### AIM
Turn the rows, from the start through the line with "[24, 248, 114, 534]", into a two-column CSV with the headers text and boxes, one line per row. Put each row's wording under text and its answer under boxes, each as one quoted field with line breaks changed to spaces.

· · · · ·

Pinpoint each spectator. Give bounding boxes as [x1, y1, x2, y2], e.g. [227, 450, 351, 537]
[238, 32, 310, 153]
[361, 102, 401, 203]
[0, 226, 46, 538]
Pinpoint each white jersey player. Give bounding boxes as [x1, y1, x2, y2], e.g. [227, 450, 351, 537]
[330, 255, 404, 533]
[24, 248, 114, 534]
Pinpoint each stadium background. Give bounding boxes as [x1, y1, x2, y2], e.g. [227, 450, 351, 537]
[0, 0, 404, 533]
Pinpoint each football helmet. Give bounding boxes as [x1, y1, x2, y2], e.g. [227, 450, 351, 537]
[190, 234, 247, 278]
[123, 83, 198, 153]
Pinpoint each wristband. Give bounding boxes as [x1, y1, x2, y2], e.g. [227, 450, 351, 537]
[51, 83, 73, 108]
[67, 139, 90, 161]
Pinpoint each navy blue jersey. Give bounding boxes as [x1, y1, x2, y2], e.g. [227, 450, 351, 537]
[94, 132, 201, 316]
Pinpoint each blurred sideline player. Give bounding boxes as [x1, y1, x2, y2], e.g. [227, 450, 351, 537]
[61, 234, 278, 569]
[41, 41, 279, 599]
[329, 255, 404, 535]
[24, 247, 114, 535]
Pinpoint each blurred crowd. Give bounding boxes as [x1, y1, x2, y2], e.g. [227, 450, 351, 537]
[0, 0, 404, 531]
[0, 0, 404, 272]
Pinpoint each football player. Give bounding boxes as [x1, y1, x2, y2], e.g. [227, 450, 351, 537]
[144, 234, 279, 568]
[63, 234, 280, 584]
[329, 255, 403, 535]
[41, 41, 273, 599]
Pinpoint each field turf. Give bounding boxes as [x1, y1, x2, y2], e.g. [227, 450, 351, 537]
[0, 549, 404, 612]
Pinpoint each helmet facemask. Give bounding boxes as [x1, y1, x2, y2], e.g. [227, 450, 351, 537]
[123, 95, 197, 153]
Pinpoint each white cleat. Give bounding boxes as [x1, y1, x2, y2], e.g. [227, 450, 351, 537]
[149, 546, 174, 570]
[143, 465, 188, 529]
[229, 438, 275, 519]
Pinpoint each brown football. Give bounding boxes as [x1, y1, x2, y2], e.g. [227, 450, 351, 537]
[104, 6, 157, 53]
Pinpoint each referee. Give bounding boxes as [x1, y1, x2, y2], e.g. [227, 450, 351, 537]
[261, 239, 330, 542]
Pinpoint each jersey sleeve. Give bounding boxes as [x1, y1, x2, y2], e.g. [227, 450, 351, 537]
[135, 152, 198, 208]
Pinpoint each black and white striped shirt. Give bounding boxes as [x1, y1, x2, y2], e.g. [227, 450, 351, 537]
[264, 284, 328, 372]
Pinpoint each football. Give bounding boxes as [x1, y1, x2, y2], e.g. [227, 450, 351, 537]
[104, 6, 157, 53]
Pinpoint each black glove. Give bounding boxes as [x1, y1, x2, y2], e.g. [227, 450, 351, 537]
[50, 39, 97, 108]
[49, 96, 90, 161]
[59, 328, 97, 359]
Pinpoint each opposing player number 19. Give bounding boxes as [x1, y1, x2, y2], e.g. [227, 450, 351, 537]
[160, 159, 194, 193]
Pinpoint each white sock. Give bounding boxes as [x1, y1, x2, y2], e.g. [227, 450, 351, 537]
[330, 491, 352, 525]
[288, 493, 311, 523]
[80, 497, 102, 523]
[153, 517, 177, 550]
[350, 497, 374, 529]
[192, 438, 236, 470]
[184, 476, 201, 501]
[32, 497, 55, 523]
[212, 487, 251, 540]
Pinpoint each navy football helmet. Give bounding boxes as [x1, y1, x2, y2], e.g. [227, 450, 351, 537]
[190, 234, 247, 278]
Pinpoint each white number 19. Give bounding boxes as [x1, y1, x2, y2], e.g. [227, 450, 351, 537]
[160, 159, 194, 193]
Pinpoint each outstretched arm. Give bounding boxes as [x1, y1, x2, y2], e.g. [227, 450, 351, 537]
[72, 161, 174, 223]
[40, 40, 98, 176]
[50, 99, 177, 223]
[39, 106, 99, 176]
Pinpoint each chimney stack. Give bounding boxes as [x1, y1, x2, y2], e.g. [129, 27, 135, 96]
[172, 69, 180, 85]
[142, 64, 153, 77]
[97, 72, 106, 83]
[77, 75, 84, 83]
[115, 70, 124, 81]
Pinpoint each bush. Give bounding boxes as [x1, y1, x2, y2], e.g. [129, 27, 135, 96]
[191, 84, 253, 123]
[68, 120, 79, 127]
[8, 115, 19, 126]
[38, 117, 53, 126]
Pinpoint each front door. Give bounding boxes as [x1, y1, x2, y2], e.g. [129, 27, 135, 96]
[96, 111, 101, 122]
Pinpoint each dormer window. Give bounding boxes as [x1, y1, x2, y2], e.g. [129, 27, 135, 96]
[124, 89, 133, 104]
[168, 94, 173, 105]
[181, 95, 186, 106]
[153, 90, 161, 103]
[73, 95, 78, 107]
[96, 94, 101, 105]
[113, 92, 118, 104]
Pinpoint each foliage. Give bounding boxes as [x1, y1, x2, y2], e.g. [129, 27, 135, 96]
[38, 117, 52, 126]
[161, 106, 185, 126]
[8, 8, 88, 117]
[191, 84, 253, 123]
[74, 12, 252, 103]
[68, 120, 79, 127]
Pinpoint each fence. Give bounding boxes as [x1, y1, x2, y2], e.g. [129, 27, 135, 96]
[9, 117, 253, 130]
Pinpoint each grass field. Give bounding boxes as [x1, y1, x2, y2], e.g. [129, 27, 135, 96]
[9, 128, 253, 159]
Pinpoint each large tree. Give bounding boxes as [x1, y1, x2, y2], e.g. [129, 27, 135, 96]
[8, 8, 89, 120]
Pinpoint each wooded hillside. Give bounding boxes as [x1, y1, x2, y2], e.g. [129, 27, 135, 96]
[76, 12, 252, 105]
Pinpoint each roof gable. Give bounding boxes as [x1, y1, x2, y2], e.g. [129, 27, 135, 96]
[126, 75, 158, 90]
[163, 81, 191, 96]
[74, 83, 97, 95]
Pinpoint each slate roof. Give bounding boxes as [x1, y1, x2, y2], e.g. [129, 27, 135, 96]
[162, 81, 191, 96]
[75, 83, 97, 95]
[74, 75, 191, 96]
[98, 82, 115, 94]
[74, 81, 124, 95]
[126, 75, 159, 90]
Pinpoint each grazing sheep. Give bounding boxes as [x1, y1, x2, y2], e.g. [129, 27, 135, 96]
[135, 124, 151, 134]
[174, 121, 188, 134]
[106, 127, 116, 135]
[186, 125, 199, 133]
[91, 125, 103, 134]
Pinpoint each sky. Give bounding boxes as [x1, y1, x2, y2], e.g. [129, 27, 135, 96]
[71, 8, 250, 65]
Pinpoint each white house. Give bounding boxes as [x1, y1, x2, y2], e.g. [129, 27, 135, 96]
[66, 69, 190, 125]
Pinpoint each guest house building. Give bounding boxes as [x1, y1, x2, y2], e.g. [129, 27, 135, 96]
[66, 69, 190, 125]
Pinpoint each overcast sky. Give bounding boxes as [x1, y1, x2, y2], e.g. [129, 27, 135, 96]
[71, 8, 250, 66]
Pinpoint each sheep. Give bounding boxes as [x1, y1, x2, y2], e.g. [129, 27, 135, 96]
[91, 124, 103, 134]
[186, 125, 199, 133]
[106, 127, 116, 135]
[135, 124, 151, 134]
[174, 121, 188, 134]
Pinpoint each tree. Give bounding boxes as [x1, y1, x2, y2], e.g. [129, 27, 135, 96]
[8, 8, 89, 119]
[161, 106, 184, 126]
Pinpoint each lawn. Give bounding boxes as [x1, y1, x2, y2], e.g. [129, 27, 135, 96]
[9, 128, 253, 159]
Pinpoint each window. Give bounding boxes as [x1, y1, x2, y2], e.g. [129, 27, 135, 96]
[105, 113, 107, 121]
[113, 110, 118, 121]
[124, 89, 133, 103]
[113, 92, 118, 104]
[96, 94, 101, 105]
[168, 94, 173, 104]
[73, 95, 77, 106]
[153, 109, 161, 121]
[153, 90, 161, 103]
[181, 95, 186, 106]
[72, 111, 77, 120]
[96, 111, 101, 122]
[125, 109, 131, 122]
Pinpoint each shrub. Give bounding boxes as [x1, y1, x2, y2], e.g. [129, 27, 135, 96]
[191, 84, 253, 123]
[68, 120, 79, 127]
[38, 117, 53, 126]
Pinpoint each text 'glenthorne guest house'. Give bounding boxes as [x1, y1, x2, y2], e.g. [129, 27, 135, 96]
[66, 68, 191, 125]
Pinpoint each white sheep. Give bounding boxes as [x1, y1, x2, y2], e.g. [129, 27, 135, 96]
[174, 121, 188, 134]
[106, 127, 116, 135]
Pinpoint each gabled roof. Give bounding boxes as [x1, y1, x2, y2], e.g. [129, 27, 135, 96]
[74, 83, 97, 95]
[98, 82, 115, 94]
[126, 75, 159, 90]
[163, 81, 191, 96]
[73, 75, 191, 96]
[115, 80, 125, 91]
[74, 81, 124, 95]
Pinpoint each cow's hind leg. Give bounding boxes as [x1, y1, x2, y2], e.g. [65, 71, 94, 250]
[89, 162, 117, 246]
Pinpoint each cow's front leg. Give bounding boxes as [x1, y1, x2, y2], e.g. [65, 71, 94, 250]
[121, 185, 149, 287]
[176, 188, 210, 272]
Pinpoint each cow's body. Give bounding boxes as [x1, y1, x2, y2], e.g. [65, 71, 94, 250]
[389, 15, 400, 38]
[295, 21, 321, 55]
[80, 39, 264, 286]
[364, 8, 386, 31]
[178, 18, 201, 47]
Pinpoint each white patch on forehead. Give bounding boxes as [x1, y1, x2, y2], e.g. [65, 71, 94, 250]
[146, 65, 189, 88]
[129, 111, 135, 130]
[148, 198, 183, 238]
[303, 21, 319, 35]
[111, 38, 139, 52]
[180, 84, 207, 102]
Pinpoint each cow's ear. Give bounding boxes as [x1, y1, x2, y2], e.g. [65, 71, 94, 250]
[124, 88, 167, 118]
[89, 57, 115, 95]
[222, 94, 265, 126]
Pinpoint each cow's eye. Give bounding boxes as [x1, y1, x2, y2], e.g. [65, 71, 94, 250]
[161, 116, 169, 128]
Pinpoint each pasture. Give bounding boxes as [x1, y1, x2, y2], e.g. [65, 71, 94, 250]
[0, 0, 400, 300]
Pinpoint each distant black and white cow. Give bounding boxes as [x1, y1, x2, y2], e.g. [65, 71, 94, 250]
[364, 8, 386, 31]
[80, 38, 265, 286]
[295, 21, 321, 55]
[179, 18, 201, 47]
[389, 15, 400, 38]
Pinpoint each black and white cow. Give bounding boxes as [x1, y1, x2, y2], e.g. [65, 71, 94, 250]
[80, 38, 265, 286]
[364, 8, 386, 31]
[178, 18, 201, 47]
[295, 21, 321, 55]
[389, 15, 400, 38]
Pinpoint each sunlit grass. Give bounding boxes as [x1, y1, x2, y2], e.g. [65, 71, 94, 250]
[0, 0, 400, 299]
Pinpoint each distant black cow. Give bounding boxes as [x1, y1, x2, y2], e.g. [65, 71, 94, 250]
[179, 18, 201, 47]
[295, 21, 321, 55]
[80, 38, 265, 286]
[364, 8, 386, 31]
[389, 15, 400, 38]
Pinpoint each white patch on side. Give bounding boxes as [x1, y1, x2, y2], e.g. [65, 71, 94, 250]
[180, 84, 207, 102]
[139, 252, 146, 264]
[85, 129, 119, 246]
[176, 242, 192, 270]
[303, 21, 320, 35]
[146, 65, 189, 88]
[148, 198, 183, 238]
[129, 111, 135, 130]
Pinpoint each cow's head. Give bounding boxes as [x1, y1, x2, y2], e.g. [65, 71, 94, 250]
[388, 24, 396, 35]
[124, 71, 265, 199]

· · · · ·

### FINAL ANSWER
text,boxes
"Pinpoint each spectator. Give bounding boxes as [x1, y1, x2, y2], e.g. [227, 450, 351, 537]","[238, 32, 310, 153] [361, 102, 401, 203] [0, 226, 46, 538]"
"Pinpoint each white jersey player. Give bounding boxes as [x1, y1, x2, y2], e.g. [227, 450, 351, 537]","[330, 255, 404, 533] [24, 248, 114, 534]"